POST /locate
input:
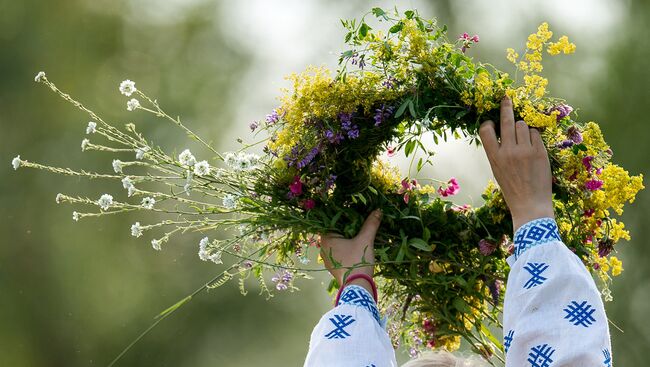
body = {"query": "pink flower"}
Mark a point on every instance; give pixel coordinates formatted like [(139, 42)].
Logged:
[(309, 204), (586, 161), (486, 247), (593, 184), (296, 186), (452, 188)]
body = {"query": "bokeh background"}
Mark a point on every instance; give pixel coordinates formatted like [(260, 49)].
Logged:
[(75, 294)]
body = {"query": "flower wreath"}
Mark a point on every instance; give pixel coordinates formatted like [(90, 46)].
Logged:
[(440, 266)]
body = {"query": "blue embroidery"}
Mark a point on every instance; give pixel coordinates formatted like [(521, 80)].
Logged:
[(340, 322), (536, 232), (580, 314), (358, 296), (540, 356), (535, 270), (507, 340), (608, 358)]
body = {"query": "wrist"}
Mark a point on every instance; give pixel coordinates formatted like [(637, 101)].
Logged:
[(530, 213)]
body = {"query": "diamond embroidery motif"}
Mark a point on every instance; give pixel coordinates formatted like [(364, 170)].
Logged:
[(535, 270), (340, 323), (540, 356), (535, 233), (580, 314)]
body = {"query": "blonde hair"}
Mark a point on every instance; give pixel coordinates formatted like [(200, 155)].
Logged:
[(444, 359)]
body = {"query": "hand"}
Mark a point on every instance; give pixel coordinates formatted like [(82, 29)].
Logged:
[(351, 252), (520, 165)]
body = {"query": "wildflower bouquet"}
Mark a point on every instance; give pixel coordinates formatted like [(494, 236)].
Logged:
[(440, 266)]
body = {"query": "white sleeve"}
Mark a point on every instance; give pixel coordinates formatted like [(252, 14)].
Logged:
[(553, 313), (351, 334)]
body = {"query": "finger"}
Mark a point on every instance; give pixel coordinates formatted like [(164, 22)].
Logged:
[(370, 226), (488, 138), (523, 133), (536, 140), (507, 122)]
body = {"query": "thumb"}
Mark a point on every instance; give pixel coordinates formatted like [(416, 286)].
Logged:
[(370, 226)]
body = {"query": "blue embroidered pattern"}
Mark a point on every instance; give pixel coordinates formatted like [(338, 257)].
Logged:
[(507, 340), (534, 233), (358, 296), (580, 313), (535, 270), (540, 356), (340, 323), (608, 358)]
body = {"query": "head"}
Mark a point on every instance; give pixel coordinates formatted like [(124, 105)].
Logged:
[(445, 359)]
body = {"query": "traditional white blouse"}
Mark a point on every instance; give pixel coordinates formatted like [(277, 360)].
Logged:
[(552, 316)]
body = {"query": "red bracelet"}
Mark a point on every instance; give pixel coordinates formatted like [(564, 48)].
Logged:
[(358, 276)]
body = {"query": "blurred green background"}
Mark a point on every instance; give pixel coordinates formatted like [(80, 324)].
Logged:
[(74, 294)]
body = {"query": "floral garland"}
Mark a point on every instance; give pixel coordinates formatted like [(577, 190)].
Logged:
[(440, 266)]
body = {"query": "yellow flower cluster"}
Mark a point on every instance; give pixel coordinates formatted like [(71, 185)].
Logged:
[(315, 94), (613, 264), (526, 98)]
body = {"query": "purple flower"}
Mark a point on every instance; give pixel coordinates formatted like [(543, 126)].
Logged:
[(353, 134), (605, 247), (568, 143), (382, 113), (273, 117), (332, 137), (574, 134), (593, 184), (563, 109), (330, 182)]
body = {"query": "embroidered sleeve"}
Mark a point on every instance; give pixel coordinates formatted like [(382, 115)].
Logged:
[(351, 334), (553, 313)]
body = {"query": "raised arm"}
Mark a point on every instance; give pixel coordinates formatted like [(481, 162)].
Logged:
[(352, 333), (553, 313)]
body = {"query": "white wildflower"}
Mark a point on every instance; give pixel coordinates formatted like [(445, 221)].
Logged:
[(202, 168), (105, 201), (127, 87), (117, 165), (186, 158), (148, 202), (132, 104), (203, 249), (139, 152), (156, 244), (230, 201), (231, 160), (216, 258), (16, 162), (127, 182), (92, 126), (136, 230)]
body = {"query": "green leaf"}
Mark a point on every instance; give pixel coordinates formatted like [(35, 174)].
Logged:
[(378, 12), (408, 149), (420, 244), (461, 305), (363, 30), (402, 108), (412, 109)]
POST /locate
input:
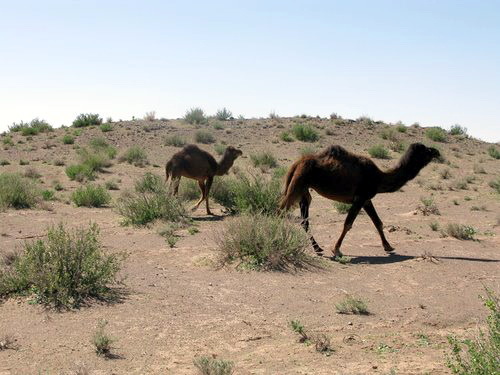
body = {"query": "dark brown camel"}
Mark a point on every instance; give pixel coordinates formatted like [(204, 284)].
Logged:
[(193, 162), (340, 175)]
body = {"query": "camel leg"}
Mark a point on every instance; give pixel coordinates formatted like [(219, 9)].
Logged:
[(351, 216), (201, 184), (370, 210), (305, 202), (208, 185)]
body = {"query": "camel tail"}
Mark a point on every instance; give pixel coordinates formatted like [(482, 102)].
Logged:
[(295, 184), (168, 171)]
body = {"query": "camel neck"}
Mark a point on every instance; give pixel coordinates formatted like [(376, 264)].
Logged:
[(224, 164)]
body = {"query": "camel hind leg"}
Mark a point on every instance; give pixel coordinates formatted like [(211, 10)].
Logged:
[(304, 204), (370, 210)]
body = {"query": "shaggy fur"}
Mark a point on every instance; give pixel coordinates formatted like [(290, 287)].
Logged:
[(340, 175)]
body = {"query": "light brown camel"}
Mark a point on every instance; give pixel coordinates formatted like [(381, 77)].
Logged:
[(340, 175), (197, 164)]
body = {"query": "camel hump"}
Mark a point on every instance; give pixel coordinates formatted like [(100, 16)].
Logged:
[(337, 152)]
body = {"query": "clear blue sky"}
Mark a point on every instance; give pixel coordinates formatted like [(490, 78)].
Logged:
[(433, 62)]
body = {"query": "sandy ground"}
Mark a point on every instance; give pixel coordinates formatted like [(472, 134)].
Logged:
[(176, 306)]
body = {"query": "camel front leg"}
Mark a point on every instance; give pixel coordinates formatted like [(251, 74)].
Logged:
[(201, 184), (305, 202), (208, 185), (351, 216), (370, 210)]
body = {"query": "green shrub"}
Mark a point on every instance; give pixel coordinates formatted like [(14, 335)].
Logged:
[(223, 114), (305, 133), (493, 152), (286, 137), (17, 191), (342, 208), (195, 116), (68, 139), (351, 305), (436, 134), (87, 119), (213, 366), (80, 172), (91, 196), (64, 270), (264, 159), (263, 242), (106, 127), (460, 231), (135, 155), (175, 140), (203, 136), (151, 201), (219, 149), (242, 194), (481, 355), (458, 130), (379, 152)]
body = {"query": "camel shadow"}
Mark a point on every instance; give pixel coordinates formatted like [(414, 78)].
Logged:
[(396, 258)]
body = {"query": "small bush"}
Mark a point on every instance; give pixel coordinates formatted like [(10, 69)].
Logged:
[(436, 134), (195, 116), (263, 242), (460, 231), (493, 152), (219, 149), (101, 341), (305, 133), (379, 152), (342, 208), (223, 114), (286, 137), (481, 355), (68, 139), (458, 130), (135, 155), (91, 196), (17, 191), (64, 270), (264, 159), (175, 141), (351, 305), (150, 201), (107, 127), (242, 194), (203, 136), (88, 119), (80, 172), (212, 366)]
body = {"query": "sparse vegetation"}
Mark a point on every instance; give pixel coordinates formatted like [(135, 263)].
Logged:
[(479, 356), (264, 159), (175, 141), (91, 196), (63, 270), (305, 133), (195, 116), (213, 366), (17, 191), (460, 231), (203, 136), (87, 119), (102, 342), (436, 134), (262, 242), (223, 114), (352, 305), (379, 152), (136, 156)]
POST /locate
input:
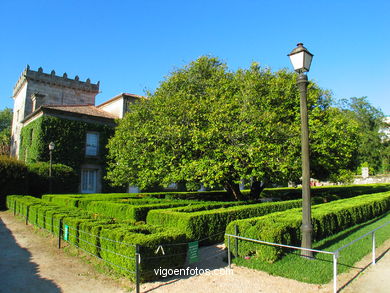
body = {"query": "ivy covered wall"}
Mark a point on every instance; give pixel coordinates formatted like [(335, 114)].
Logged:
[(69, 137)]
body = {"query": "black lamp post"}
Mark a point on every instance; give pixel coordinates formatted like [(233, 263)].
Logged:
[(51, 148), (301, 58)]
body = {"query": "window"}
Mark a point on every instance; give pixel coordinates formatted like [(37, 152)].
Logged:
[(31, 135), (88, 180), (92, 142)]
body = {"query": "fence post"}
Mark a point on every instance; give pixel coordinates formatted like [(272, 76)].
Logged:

* [Task]
Rewrite the records from the start up to and including the line with "186), (452, 188)]", shifting every pixel coordinate in the logged answers by -73 and keeping the requests and their sample coordinates unchanged. Leave the pictures out.

* [Answer to this task]
POST /locate
input:
body = {"query": "pink flower"}
Mark a point on every instance; give pixel coordinates formatted like [(139, 42)].
Logged:
[(236, 131), (513, 88), (413, 174), (520, 111), (223, 113), (379, 115)]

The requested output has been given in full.